■ The task: The listing below is to be reproduced in full, character for character.

■ Data for the task:
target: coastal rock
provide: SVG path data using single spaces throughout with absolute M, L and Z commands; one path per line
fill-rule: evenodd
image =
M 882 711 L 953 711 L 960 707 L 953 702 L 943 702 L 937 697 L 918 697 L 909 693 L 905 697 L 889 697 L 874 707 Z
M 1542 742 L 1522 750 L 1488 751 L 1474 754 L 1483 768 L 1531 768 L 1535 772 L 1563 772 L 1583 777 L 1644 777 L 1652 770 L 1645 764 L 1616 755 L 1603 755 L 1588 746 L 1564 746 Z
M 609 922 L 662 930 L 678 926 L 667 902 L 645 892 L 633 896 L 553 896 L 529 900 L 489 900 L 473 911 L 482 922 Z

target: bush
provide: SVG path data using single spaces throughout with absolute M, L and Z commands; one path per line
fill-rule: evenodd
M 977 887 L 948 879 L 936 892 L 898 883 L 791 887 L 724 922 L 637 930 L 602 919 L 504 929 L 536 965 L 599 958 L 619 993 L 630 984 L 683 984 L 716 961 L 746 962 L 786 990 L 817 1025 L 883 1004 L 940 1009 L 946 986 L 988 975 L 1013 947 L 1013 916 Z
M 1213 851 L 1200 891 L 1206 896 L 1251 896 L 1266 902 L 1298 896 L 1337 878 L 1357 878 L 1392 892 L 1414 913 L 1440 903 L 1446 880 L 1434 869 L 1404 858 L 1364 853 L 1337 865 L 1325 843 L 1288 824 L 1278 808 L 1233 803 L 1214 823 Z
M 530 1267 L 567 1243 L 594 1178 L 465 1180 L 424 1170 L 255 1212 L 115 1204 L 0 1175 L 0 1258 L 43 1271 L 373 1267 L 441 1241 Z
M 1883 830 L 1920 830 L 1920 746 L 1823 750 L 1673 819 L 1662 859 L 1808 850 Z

■ Task solution:
target: coastal rock
provide: SVG path data using single spaces throughout with absolute M, L and Z commands; one path per line
fill-rule: evenodd
image =
M 882 711 L 953 711 L 960 707 L 953 702 L 943 702 L 937 697 L 918 697 L 909 693 L 905 697 L 889 697 L 874 707 Z
M 1542 742 L 1522 750 L 1488 751 L 1474 754 L 1483 768 L 1531 768 L 1535 772 L 1563 772 L 1583 777 L 1644 777 L 1652 770 L 1645 764 L 1616 755 L 1603 755 L 1588 746 L 1564 746 Z
M 609 922 L 662 930 L 678 926 L 667 902 L 645 892 L 633 896 L 553 896 L 529 900 L 489 900 L 473 911 L 482 922 Z

target: bush
provide: SVG path data using single spaces throughout with absolute M, L and Z commands; one path per line
fill-rule: evenodd
M 977 887 L 948 879 L 936 892 L 898 883 L 791 887 L 724 922 L 637 930 L 602 919 L 504 929 L 536 965 L 599 958 L 619 993 L 630 984 L 683 984 L 716 961 L 746 962 L 786 990 L 817 1025 L 883 1004 L 940 1009 L 946 986 L 988 975 L 1013 947 L 1013 916 Z
M 1213 851 L 1200 891 L 1206 896 L 1251 896 L 1266 902 L 1298 896 L 1337 878 L 1357 878 L 1392 892 L 1414 913 L 1440 903 L 1446 880 L 1434 869 L 1404 858 L 1364 853 L 1337 865 L 1325 843 L 1288 824 L 1278 808 L 1233 803 L 1214 823 Z
M 530 1267 L 567 1243 L 594 1178 L 465 1180 L 424 1170 L 255 1212 L 115 1204 L 0 1175 L 0 1258 L 43 1271 L 373 1267 L 441 1241 Z
M 1883 830 L 1920 830 L 1920 746 L 1823 750 L 1673 819 L 1662 859 L 1808 850 Z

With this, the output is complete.